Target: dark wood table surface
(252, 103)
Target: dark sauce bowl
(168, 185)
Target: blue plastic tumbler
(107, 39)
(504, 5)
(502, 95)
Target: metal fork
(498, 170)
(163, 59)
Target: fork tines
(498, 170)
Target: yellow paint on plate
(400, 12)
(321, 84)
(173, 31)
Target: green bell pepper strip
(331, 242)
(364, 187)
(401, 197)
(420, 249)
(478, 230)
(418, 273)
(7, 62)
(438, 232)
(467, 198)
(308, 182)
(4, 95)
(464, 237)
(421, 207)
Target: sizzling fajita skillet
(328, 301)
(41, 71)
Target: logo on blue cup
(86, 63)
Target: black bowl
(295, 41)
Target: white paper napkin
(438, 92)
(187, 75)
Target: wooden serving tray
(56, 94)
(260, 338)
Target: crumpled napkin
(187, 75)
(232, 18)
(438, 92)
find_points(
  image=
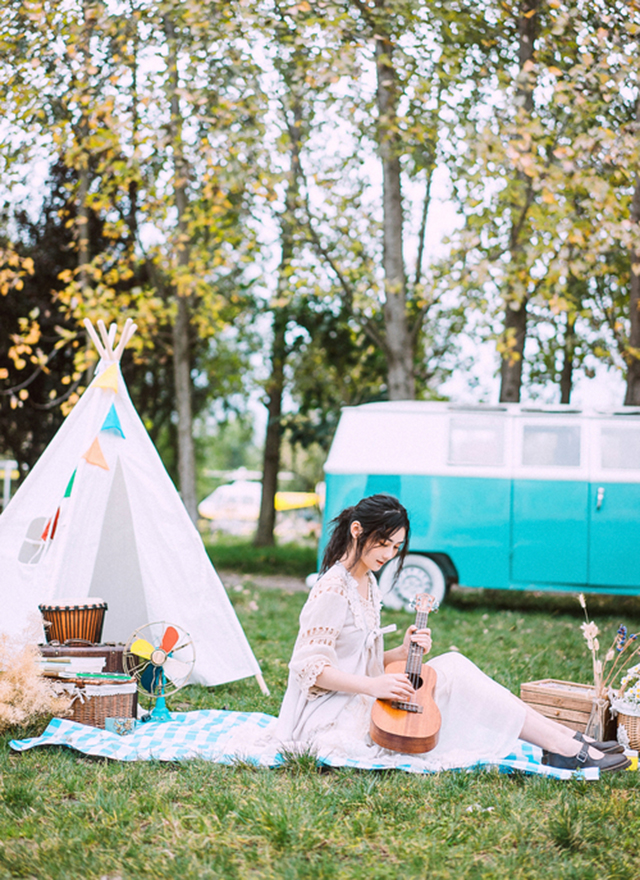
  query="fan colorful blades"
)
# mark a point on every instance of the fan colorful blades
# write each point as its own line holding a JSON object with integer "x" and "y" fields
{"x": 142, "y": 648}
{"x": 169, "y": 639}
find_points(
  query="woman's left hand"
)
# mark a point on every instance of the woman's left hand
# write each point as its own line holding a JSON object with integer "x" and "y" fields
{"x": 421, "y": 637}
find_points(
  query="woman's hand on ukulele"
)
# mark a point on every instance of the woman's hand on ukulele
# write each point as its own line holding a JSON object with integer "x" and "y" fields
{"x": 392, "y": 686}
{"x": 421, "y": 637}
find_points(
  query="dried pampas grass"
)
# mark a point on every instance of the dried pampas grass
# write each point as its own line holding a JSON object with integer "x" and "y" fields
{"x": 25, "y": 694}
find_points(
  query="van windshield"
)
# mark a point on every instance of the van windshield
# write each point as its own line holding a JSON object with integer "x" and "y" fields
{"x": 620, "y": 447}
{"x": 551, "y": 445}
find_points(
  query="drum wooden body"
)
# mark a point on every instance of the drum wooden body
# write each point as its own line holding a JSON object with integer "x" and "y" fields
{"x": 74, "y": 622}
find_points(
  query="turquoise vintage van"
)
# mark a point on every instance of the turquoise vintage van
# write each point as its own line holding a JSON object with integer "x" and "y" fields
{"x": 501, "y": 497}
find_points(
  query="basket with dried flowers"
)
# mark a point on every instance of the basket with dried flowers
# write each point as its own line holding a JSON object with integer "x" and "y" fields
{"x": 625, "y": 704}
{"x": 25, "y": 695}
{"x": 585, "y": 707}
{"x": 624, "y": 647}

....................

Leave the pictures out and copy the rest of the data exactly.

Target: dark wood table surface
(252, 103)
Target: dark sauce bowl
(168, 185)
Target: blue plastic tumbler
(107, 39)
(504, 5)
(502, 95)
Target: metal fork
(498, 170)
(163, 59)
Target: fork tines
(498, 170)
Target: yellow paint on plate
(400, 12)
(321, 84)
(173, 31)
Target: green bell pepper strip
(331, 242)
(364, 187)
(401, 197)
(420, 249)
(478, 230)
(418, 273)
(7, 62)
(438, 232)
(467, 198)
(308, 182)
(4, 95)
(464, 237)
(421, 207)
Target: sizzling fajita skillet
(328, 301)
(41, 71)
Target: logo on blue cup
(86, 63)
Target: black bowl
(295, 41)
Target: white paper napkin
(438, 92)
(187, 75)
Target: wooden serving tray
(56, 94)
(260, 338)
Target: crumpled napkin
(187, 75)
(232, 18)
(438, 92)
find_points(
  image=
  query="fan colorful blades"
)
# mark a point on every instance of the fan colorful blades
# write each point as its own line holding a JSON object with integer "x" and "y" fields
{"x": 142, "y": 648}
{"x": 169, "y": 639}
find_points(
  query="woman's left hand"
)
# mark a point on every instance of the woman's left hand
# write each point as its own line holding a JSON object with integer "x" and "y" fields
{"x": 421, "y": 637}
find_points(
  query="woman's hand on ukulele"
)
# mark a point on every instance of the woman's hand on ukulele
# write each point as its own line holding a JSON object with integer "x" and "y" fields
{"x": 392, "y": 686}
{"x": 421, "y": 637}
find_points(
  query="dried pampas grass"
)
# mark a point on every instance of the dried pampas grass
# write each point as its own line holding a JSON object with integer "x" and "y" fields
{"x": 25, "y": 694}
find_points(
  query="van windshield"
)
# mark a point on every instance of the van windshield
# write each point as its own line holding a JSON object with integer "x" and "y" fields
{"x": 620, "y": 447}
{"x": 551, "y": 445}
find_points(
  query="drum wooden body"
)
# mark a point on every instance of the drum wooden body
# write each point as its own line holding a JSON object with integer "x" and "y" fields
{"x": 74, "y": 622}
find_points(
  query="turquoise vintage van"
)
# mark a point on every instance of the turquoise vintage van
# write each point as its own line holding a JSON object with integer "x" and "y" fields
{"x": 501, "y": 497}
find_points(
  query="basket with dried flowers"
)
# mark a point on every instance of the basket with dried flowers
# write each point as its own line holding a JSON object with integer "x" and "y" fields
{"x": 625, "y": 704}
{"x": 25, "y": 695}
{"x": 585, "y": 707}
{"x": 624, "y": 647}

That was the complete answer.